Rewrite the stretch of items from the line containing "One marker serves each instance of the mountain peak." through the end of the items, changing every "marker" to "dot" and leaving everything else the same.

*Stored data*
────────────────────────────────────────

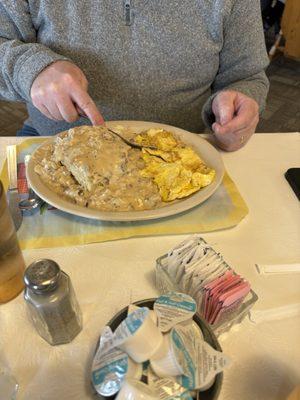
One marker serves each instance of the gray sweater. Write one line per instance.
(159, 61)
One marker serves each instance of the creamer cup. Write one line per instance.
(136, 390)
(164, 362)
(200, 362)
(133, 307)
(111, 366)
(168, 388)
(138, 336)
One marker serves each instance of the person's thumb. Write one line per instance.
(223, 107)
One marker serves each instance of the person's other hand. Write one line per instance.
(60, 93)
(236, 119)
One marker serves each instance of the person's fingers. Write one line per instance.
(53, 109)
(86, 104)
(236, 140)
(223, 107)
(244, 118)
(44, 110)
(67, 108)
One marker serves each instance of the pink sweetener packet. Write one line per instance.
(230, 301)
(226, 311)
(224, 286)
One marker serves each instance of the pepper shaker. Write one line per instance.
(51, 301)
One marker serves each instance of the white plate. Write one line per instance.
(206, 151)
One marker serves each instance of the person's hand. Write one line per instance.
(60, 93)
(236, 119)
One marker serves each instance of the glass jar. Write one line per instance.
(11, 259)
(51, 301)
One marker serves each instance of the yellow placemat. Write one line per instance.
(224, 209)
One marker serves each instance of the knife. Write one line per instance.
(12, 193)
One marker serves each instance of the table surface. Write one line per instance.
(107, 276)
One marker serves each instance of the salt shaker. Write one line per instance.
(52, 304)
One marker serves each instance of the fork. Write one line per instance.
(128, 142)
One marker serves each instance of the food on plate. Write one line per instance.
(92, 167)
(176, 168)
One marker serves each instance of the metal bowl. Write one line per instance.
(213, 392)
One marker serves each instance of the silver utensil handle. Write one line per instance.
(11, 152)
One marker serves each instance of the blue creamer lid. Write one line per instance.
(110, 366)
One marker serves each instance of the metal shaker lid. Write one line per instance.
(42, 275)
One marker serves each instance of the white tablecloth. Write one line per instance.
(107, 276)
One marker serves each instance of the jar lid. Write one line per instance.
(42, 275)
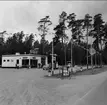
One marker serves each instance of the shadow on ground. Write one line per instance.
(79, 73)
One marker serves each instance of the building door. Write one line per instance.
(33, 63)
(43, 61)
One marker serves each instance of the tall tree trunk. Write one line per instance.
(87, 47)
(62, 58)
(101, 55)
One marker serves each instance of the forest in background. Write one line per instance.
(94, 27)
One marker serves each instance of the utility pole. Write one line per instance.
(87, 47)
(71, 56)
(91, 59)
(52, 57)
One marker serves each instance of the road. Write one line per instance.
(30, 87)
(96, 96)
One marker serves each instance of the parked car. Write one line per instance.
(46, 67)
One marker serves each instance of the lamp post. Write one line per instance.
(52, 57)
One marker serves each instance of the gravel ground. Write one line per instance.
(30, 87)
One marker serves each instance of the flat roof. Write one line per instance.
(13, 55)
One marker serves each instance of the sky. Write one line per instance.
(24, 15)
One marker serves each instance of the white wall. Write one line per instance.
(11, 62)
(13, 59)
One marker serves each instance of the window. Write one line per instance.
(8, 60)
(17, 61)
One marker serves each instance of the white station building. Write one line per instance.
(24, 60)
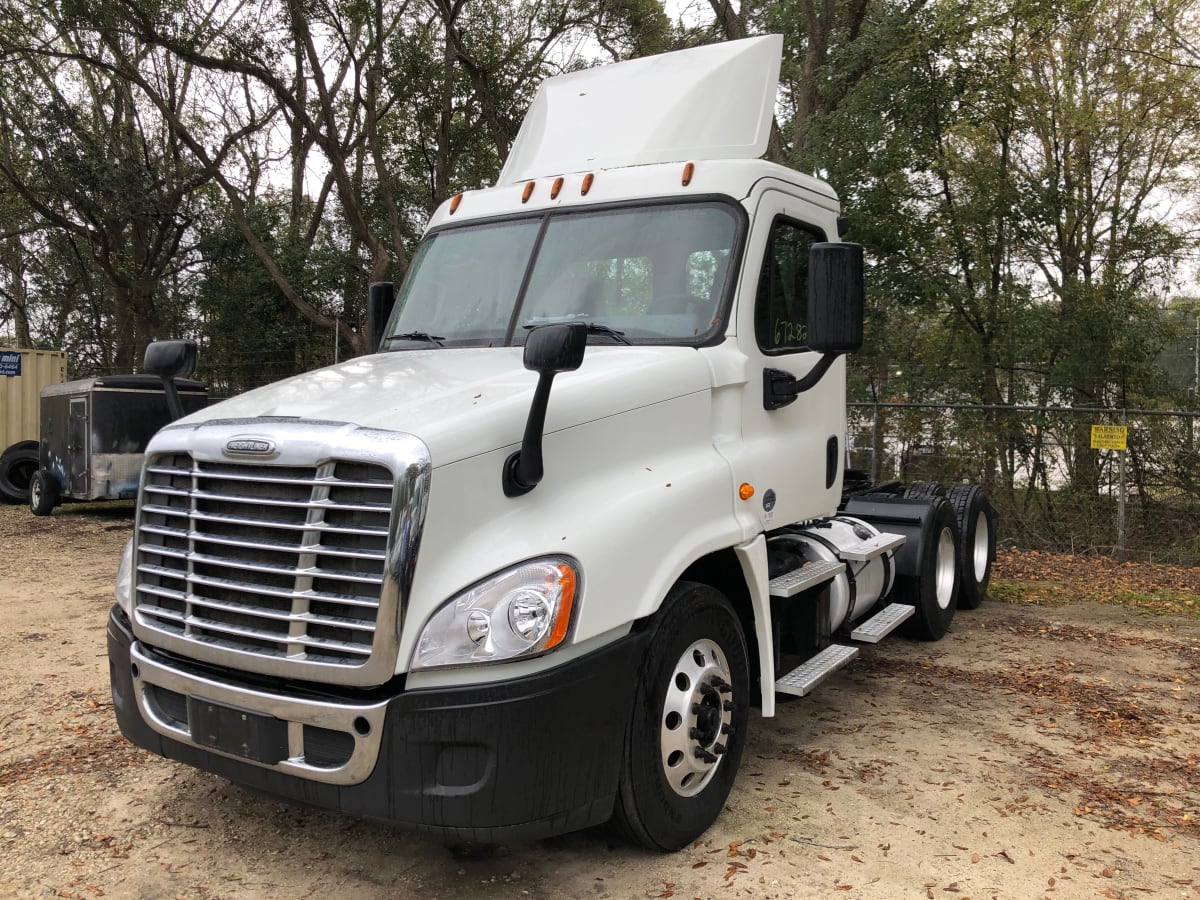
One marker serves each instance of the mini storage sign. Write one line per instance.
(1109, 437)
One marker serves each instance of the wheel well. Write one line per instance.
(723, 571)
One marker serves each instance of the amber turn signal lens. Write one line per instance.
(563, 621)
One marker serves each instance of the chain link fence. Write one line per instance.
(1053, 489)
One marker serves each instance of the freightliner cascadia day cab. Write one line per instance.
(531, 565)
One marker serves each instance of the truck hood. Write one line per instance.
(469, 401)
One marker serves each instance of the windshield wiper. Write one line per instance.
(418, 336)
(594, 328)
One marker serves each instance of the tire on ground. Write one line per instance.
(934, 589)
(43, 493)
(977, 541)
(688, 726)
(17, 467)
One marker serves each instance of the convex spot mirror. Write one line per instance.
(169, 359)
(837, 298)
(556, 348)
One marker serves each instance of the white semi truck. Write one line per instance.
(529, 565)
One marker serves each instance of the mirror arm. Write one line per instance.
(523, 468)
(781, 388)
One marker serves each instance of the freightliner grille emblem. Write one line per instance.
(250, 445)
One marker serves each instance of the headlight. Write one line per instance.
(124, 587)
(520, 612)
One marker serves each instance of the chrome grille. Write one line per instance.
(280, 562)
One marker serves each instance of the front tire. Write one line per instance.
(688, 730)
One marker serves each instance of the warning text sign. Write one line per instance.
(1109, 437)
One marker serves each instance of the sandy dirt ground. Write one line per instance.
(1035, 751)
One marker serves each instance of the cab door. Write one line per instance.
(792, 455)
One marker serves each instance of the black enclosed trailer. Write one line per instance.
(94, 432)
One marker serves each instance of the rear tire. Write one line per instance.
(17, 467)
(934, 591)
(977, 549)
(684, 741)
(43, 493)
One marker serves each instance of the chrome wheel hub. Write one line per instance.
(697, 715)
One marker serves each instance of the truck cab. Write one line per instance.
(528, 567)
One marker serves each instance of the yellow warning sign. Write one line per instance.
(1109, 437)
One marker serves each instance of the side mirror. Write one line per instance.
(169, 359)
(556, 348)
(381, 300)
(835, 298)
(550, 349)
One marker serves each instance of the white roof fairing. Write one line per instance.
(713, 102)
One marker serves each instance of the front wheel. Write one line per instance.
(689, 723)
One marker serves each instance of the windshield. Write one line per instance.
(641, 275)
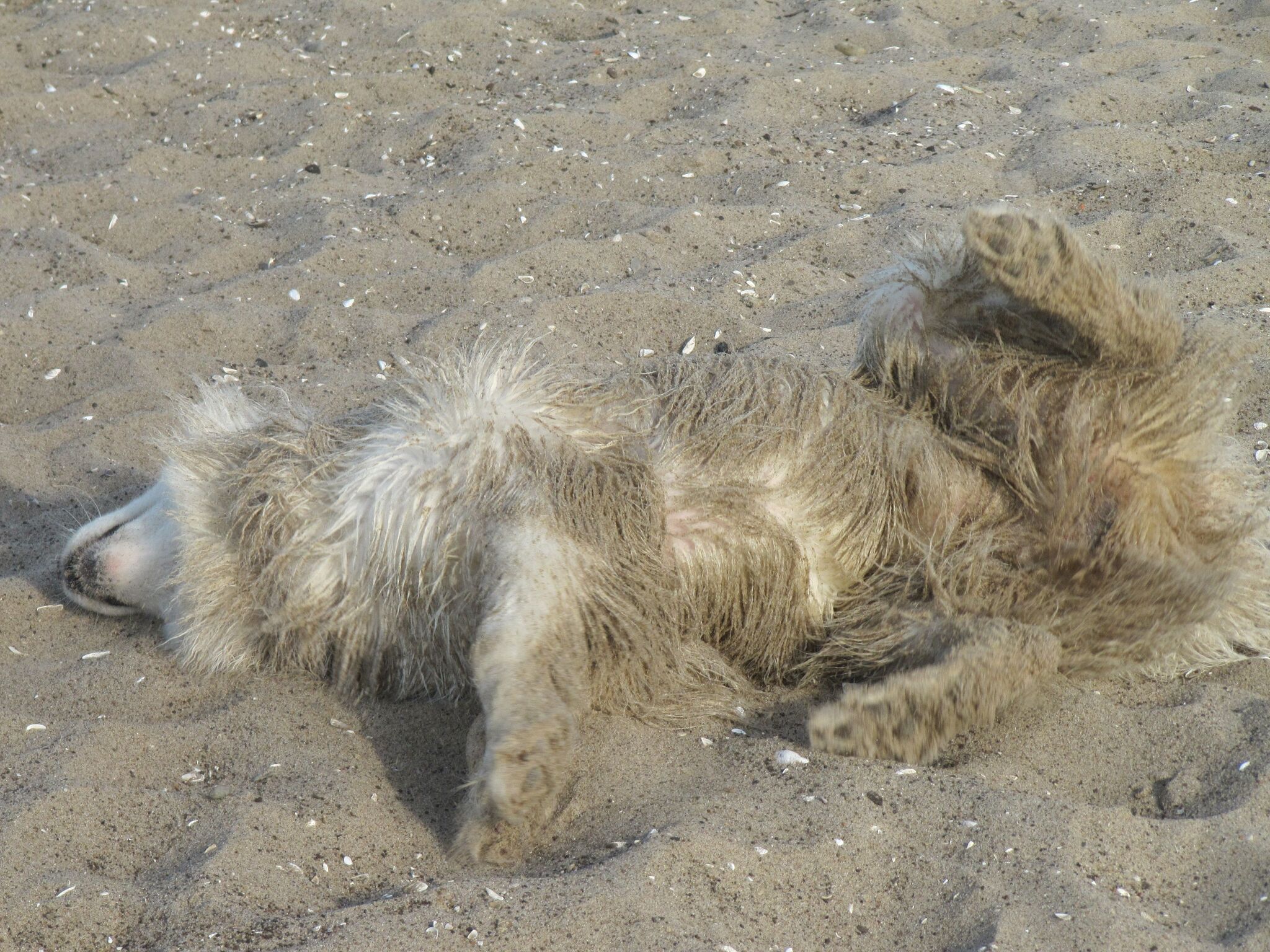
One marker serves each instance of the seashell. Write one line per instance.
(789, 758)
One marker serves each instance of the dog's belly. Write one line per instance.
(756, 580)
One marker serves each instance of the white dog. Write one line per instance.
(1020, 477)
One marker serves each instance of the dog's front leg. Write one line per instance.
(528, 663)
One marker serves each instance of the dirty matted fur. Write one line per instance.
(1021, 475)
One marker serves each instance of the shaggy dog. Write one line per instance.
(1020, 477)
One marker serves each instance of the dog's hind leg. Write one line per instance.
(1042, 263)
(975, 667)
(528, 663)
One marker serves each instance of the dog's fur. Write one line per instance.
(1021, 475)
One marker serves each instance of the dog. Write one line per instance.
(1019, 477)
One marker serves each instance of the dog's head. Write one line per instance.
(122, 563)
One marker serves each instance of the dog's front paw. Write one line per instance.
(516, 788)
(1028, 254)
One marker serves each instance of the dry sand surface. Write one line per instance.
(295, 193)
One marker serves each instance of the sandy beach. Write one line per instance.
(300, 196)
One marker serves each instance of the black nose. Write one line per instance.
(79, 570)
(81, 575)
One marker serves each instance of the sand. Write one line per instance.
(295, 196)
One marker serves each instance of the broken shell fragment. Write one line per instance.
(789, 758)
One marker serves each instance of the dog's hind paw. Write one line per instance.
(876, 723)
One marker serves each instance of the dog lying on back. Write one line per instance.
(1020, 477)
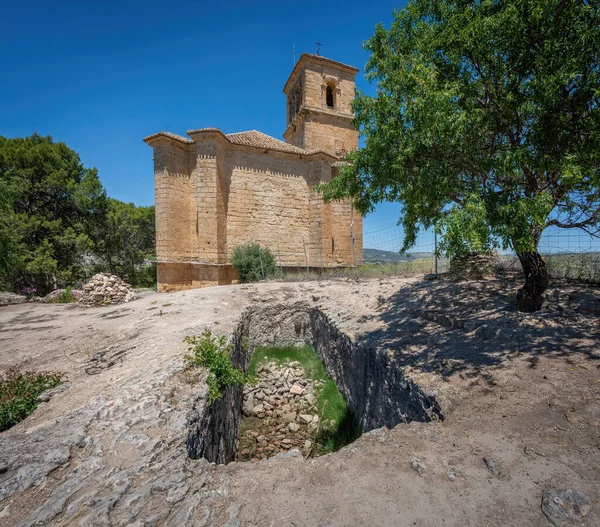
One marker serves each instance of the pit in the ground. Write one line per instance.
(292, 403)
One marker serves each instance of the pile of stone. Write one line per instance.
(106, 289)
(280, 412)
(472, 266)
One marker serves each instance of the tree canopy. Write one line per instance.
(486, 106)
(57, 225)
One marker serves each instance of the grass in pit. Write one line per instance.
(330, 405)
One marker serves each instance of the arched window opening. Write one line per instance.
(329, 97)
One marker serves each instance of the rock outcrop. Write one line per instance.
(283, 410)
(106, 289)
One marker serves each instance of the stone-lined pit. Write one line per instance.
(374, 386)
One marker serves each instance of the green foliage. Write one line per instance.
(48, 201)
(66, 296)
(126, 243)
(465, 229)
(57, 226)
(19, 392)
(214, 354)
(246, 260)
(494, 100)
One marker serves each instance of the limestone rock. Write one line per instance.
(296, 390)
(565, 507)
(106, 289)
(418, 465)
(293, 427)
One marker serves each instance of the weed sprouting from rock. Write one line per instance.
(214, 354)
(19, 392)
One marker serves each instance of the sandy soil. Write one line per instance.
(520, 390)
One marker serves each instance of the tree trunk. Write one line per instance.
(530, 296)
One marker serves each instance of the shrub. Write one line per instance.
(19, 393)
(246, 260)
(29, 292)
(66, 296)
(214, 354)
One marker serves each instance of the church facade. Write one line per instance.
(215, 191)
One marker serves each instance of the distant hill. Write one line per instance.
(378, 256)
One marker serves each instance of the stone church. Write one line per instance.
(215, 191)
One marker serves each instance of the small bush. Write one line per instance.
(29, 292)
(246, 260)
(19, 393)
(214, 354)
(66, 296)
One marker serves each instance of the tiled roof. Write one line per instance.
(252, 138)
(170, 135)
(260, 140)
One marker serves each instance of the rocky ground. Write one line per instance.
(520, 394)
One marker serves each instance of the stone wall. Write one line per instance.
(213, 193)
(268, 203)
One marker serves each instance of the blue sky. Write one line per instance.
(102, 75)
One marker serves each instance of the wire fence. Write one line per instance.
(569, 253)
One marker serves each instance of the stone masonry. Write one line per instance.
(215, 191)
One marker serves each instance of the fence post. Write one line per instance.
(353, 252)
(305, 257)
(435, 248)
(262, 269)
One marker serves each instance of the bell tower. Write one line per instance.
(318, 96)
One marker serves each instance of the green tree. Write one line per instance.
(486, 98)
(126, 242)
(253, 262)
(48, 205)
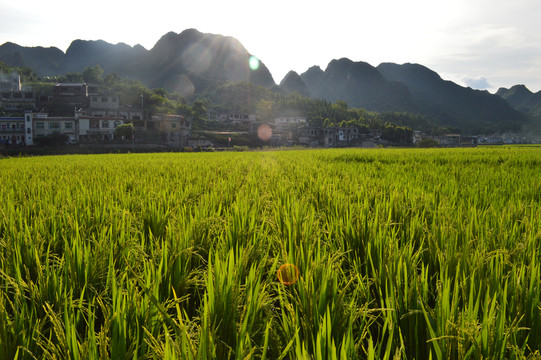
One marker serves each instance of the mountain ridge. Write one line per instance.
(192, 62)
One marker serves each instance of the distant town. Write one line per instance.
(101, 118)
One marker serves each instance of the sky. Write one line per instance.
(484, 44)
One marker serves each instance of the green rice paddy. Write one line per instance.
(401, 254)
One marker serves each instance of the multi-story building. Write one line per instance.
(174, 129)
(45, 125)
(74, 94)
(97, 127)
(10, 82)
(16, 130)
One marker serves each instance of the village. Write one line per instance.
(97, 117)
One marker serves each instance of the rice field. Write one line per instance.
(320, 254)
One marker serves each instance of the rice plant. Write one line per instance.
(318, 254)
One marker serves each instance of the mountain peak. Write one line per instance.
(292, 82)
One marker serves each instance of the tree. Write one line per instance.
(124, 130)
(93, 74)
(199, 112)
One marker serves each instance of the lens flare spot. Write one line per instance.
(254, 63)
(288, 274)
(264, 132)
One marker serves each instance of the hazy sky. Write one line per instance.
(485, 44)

────────────────────────────────────────

*SOLUTION TO THIS PROBLEM*
One dot serves each instance of the mountain peak. Write one line per instance.
(292, 82)
One dot serves each instance of the tree. Write one line per instance.
(124, 130)
(93, 74)
(199, 112)
One dot serves each instance of the lens flare spot. Write one line per instance.
(254, 63)
(288, 274)
(264, 132)
One dot serves each instance of the hazy sky. Write one line per instance.
(485, 44)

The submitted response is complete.